What you should do> Reproduce, without any alteration, the portion of the data below that opens with the line containing "example: [271, 112]" and continues through the end of the data, both ends included.

Dataset rows>

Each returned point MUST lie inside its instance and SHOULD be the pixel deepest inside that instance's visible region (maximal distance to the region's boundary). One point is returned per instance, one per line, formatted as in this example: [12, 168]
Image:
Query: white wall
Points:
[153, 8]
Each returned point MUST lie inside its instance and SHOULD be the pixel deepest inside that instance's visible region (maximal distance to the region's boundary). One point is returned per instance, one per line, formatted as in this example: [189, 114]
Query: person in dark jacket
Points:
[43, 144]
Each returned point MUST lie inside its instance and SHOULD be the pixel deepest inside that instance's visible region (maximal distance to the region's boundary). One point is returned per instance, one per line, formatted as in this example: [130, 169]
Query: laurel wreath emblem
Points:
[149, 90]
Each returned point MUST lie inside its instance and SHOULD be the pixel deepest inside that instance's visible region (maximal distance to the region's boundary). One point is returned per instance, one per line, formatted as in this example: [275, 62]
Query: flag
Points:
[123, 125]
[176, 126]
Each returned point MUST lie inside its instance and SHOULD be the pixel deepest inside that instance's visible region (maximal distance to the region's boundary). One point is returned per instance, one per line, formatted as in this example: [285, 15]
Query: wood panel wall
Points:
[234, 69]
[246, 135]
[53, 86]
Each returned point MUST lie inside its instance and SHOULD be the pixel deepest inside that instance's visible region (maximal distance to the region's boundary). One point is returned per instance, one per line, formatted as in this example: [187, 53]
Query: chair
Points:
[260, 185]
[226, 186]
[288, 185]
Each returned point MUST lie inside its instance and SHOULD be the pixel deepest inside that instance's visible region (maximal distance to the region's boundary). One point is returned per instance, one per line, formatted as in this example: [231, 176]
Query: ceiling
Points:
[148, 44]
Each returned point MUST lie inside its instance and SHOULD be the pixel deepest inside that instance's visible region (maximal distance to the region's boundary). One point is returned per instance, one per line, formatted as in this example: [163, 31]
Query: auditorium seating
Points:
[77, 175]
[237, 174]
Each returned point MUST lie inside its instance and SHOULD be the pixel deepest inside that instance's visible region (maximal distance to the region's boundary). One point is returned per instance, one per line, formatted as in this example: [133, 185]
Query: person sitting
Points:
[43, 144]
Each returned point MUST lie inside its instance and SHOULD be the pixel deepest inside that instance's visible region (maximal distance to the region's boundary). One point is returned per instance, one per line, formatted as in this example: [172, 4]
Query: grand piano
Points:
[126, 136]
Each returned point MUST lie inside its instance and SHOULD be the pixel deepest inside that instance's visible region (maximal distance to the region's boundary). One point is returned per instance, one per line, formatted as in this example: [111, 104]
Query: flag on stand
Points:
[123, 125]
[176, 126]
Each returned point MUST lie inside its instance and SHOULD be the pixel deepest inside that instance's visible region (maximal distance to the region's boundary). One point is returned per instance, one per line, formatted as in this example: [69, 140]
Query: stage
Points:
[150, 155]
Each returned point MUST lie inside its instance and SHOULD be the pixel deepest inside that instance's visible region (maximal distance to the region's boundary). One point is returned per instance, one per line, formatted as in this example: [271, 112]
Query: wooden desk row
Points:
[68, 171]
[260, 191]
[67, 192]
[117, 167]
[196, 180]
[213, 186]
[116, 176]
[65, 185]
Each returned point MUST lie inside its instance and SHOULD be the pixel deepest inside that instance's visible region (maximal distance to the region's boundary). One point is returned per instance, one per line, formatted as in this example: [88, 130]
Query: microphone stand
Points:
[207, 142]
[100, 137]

Result below>
Each returned point MUST lie inside its instance and SHOULD be the pixel deepest inside that instance's visible region (maximal distance to the region's boundary). One point is returned per instance, one per line, formatted as in this example: [271, 112]
Query: wooden desk row
Points:
[68, 171]
[260, 191]
[67, 192]
[117, 167]
[196, 180]
[213, 186]
[116, 176]
[65, 185]
Each returned point MUST lie inside its instance and SHOULD be the pixel deepest inside that instance's visible region (maximal distance to the region's boundary). One point is returned per instance, one per line, formatted as in this example: [88, 130]
Query: microphone stand
Points:
[207, 142]
[100, 137]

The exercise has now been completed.